__What this task involves__
Go through the data below and copy it exactly, skipping every picture.

Raw records
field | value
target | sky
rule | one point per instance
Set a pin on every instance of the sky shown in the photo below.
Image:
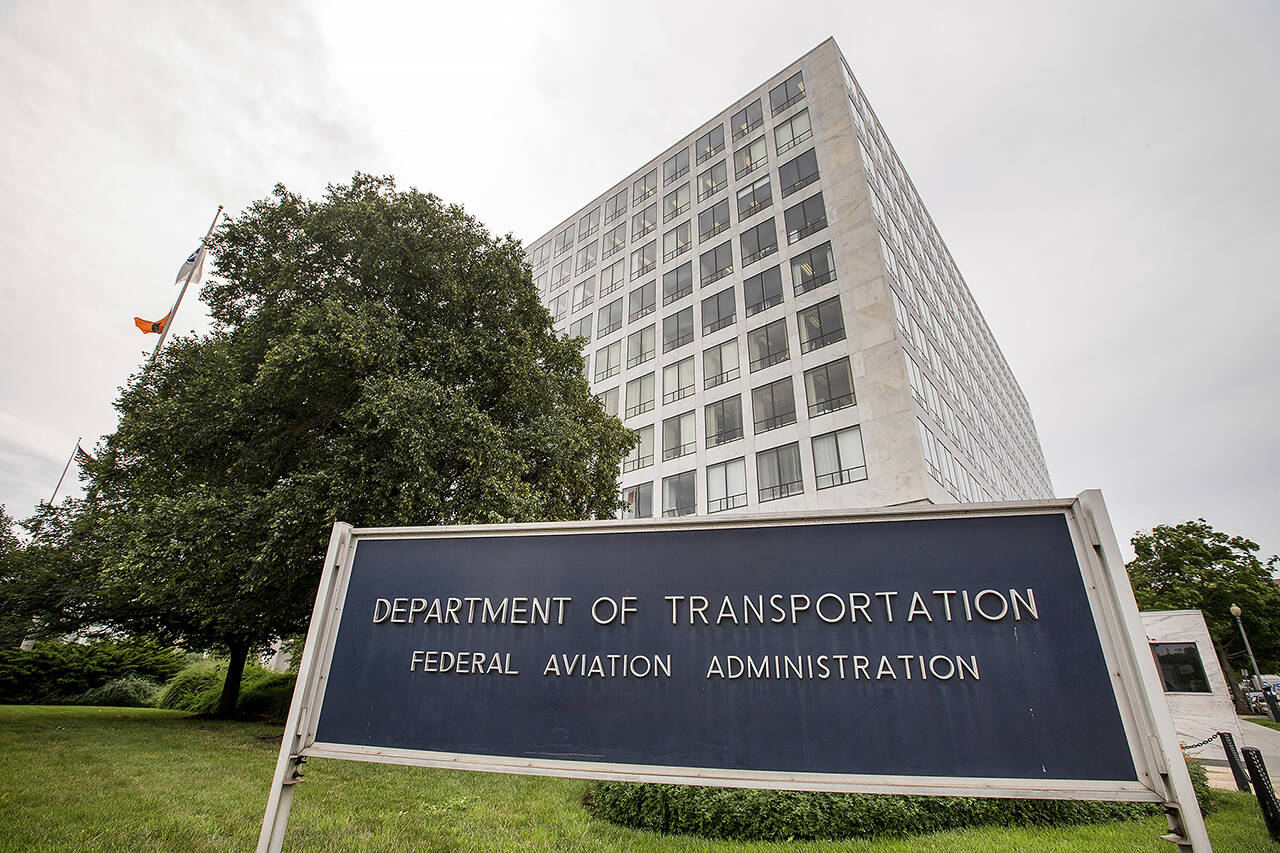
(1106, 176)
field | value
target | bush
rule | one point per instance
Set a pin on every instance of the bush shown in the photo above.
(63, 673)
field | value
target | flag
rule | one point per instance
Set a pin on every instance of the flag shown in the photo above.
(191, 267)
(147, 327)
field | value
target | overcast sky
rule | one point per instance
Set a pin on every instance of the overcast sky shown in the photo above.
(1106, 176)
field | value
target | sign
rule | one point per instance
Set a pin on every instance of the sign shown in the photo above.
(977, 651)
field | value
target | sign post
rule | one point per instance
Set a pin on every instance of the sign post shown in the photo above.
(968, 649)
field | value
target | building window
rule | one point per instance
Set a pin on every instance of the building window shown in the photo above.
(713, 220)
(608, 361)
(641, 455)
(677, 241)
(589, 224)
(754, 199)
(677, 283)
(821, 324)
(839, 459)
(581, 328)
(641, 301)
(773, 405)
(584, 292)
(712, 181)
(613, 277)
(615, 205)
(611, 318)
(750, 158)
(813, 268)
(677, 437)
(609, 401)
(644, 260)
(640, 346)
(675, 203)
(720, 364)
(677, 381)
(725, 420)
(759, 242)
(679, 495)
(798, 173)
(778, 471)
(675, 168)
(639, 395)
(718, 311)
(726, 486)
(786, 94)
(615, 240)
(746, 119)
(792, 132)
(644, 187)
(807, 218)
(716, 264)
(644, 222)
(768, 345)
(709, 144)
(638, 501)
(586, 256)
(563, 241)
(1180, 667)
(828, 387)
(677, 329)
(763, 290)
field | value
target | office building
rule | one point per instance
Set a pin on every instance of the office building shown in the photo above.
(768, 304)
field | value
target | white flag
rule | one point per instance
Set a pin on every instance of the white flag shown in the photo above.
(191, 267)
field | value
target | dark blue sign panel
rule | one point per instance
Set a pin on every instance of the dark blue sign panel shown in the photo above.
(936, 647)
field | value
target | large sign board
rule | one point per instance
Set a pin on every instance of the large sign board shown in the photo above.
(986, 651)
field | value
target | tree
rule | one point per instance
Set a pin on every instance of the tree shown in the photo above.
(1194, 566)
(376, 357)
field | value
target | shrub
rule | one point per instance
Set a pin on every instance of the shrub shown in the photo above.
(58, 673)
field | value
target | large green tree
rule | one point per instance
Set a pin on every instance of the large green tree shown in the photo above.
(376, 357)
(1192, 565)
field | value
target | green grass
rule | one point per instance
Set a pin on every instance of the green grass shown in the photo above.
(132, 779)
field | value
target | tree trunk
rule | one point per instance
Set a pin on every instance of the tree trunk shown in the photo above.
(234, 671)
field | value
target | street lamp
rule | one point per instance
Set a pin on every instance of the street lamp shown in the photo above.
(1257, 676)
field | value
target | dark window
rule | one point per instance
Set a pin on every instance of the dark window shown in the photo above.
(677, 329)
(713, 220)
(1180, 667)
(813, 268)
(821, 324)
(786, 94)
(768, 345)
(716, 264)
(807, 218)
(711, 144)
(759, 242)
(763, 290)
(798, 173)
(676, 167)
(677, 283)
(718, 311)
(725, 420)
(746, 119)
(773, 405)
(643, 300)
(828, 387)
(778, 471)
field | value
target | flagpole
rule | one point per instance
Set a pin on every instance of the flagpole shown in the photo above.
(65, 468)
(173, 311)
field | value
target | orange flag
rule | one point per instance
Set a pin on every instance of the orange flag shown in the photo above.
(147, 327)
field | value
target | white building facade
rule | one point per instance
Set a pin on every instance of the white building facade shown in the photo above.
(768, 304)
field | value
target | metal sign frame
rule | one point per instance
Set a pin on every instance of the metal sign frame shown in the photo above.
(1161, 774)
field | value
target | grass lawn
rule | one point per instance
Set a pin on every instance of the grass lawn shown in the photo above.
(122, 779)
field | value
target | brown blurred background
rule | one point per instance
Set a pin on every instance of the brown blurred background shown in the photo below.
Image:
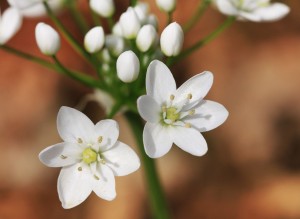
(252, 168)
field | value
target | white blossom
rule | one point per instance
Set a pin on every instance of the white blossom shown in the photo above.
(90, 157)
(177, 115)
(253, 10)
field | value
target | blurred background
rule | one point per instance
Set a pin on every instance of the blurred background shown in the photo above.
(252, 168)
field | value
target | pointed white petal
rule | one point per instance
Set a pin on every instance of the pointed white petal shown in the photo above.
(59, 155)
(198, 86)
(108, 131)
(273, 12)
(160, 83)
(74, 186)
(157, 141)
(121, 159)
(104, 183)
(208, 115)
(10, 23)
(189, 140)
(149, 109)
(73, 124)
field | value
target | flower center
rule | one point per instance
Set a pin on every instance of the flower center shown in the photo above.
(89, 155)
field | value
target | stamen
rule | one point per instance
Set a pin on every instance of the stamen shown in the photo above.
(63, 157)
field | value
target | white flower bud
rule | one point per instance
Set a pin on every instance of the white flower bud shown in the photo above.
(130, 23)
(47, 39)
(171, 39)
(166, 5)
(146, 37)
(94, 40)
(104, 8)
(128, 66)
(115, 44)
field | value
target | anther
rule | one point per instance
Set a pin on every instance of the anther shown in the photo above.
(63, 156)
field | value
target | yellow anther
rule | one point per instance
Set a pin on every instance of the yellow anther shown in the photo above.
(63, 156)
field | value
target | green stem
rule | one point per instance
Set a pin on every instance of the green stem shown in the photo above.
(157, 199)
(66, 34)
(203, 5)
(203, 42)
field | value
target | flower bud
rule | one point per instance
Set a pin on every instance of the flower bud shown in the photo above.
(128, 67)
(47, 39)
(94, 40)
(166, 5)
(171, 39)
(130, 23)
(115, 44)
(146, 37)
(104, 8)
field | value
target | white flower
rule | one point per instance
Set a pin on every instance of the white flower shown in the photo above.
(146, 37)
(94, 39)
(128, 66)
(130, 23)
(171, 39)
(177, 115)
(105, 8)
(166, 5)
(47, 39)
(90, 157)
(10, 23)
(253, 10)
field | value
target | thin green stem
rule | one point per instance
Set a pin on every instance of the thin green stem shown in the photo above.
(203, 5)
(202, 42)
(157, 199)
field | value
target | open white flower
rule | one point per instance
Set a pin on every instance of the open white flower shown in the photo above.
(90, 157)
(177, 115)
(253, 10)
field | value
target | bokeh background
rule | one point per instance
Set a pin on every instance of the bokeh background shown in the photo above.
(252, 168)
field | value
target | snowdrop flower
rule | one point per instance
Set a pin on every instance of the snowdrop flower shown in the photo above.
(146, 37)
(253, 10)
(90, 157)
(130, 23)
(47, 39)
(177, 115)
(171, 39)
(10, 23)
(128, 66)
(166, 5)
(94, 40)
(104, 8)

__Answer for the task__
field | value
target | sky
rule | one point per instance
Set a pin on every instance of the sky shown in the photo below.
Image:
(1106, 176)
field | value
target | bush
rule | one point per instance
Set a pin on every instance of the bush shown in the photo above.
(63, 673)
field | value
target | flag
rule | one point per instance
Set a pin on every instance of the flag shown in the photo above.
(191, 267)
(147, 327)
field | value
target | overcast sky
rule | one point per instance
Set a pin on every instance of the overcast sky shown in the photo above.
(1106, 176)
field | value
target | sign
rule | one point per instance
Set a pin on every instance of the sign shown in the photo above.
(977, 651)
field | value
target | sign post
rule | one point per instance
Set a pin on every instance of the sign post shown in the photo above.
(968, 649)
field | value
target | building window
rule | one point per instance
Set a pin on every instance of the building window shown in the photo above.
(713, 220)
(608, 361)
(641, 455)
(677, 241)
(589, 224)
(754, 199)
(677, 283)
(821, 324)
(839, 459)
(581, 328)
(641, 301)
(773, 405)
(584, 292)
(712, 181)
(613, 277)
(615, 205)
(611, 318)
(750, 158)
(813, 268)
(677, 437)
(609, 401)
(644, 260)
(640, 346)
(675, 203)
(720, 364)
(677, 381)
(725, 420)
(759, 242)
(679, 495)
(798, 173)
(778, 471)
(675, 168)
(639, 395)
(718, 311)
(726, 486)
(786, 94)
(615, 240)
(746, 119)
(792, 132)
(644, 187)
(807, 218)
(716, 264)
(644, 222)
(768, 345)
(709, 144)
(638, 501)
(586, 256)
(563, 241)
(1180, 667)
(828, 387)
(677, 329)
(763, 290)
field | value
target | office building
rule | one point per instance
Set a pin on every instance of the office building shown in the photo above.
(768, 304)
field | value
target | white flag
rule | one point per instance
Set a pin on every instance of the white flag shown in the photo above.
(191, 267)
field | value
target | dark blue sign panel
rule | one point per instance
Set a pin on every instance of the dark blue sign panel shown in the photo above.
(936, 647)
field | value
target | large sign board
rule | one point per instance
Set a pin on every instance of the large sign board shown in the photo above.
(986, 651)
field | value
target | tree
rule | one point per instance
Set a pin on every instance of the tree shown in the photo above.
(1194, 566)
(376, 357)
field | value
target | shrub
rule | one point per instance
Set a pin on every instance of the shrub shown in the photo above.
(58, 673)
field | value
target | large green tree
rule | one point per instance
Set a pin on every instance of the large green tree shown in the photo above.
(376, 357)
(1192, 565)
field | value
target | green grass
rule | one point per instance
Set a pin on every instance of the green grass shown in the photo above.
(132, 779)
field | value
target | tree trunk
rule | one point per instance
Set a pin on every instance of the tree trunk shown in the photo above.
(234, 671)
field | value
target | street lamp
rule | one point per instance
Set a pin on every instance of the street lamp shown in the photo above.
(1257, 676)
field | value
target | dark window
rule | one point per instance
Set a pin on every instance of the dark window shown in the photo above.
(677, 329)
(713, 220)
(1180, 667)
(813, 268)
(821, 324)
(786, 94)
(768, 345)
(716, 264)
(807, 218)
(711, 144)
(759, 242)
(763, 290)
(798, 173)
(676, 167)
(677, 283)
(718, 311)
(725, 420)
(746, 119)
(773, 405)
(643, 300)
(828, 387)
(778, 471)
field | value
target | flagpole
rule | one point per instance
Set a pin on every instance of the flagpole shown in the photo above.
(65, 468)
(173, 311)
field | value
target | orange flag
rule | one point per instance
Set a pin on every instance of the orange flag shown in the photo above.
(147, 327)
field | value
target | white building facade
rule | one point per instance
Set a pin on every instance of the white building facade shown in the photo above.
(768, 304)
field | value
target | metal sign frame
rule | one point per instance
Set a pin on every instance of the metal sign frame shown in the photo above.
(1161, 774)
field | value
target | grass lawn
rule | one point per instance
Set a pin on every instance of the grass lawn shown in the photo above.
(122, 779)
field | value
target | brown blurred background
rule | one point per instance
Set a pin on every instance of the brown blurred background shown in the photo below.
Image:
(252, 168)
field | value
target | white blossom
rule | one point per instance
Set a pin on every instance of the white blossom shown in the photo above.
(90, 157)
(177, 115)
(253, 10)
field | value
target | blurred background
rule | one point per instance
Set a pin on every instance of the blurred background shown in the photo above.
(252, 168)
field | value
target | pointed white petal
rule | one point per instance
Set a pin on every instance of the pointed white petal shown in the photo above.
(59, 155)
(198, 86)
(108, 131)
(273, 12)
(160, 83)
(74, 186)
(157, 141)
(121, 159)
(104, 183)
(208, 115)
(10, 23)
(189, 140)
(149, 109)
(73, 124)
field | value
target | flower center
rule | one point per instance
Set a pin on every instance of the flower center shown in the photo above.
(89, 155)
field | value
target | stamen
rule | one point per instance
Set a pin on every instance of the stamen shown in the photo above.
(63, 157)
field | value
target | white flower bud
rule | one point per instance
Set a pin on every instance of the white flower bud shown in the photo above.
(130, 23)
(47, 39)
(171, 39)
(166, 5)
(146, 37)
(94, 40)
(104, 8)
(128, 66)
(115, 44)
field | value
target | anther
rule | one point per instance
Set a pin on every instance of the anther shown in the photo above.
(63, 156)
field | value
target | yellow anther
rule | one point per instance
Set a pin on every instance of the yellow anther shown in the photo above.
(63, 156)
field | value
target | green stem
rule | one point per instance
Set a pin on every instance of the green stem shown in the photo above.
(157, 199)
(66, 34)
(203, 5)
(203, 42)
field | value
target | flower bud
rule | one point per instance
Set a pin on every instance of the flower bud shown in the photo above.
(128, 67)
(47, 39)
(94, 40)
(166, 5)
(171, 39)
(130, 23)
(115, 44)
(146, 37)
(104, 8)
field | value
target | white flower
rule | one point per instance
Set a pin on every instance of the white flower shown in the photo above.
(146, 37)
(94, 39)
(128, 66)
(130, 23)
(171, 39)
(177, 115)
(105, 8)
(166, 5)
(47, 39)
(90, 157)
(10, 23)
(253, 10)
field | value
target | thin green stem
rule | one point per instance
Set a pin on every instance of the thin green stem shown in the photo above.
(203, 5)
(202, 42)
(157, 199)
field | value
target | open white flower
rule | one point per instance
Set a pin on every instance of the open white flower shown in the photo above.
(90, 157)
(177, 115)
(253, 10)
field | value
target | bokeh background
rule | one point per instance
Set a pin on every instance of the bokeh background shown in the photo above.
(252, 168)
field | value
target | snowdrop flower
rule | one point per instance
Set a pin on every instance of the snowdrop flower shown in the photo above.
(146, 37)
(253, 10)
(90, 157)
(130, 23)
(47, 39)
(177, 115)
(171, 39)
(10, 23)
(128, 66)
(166, 5)
(94, 40)
(104, 8)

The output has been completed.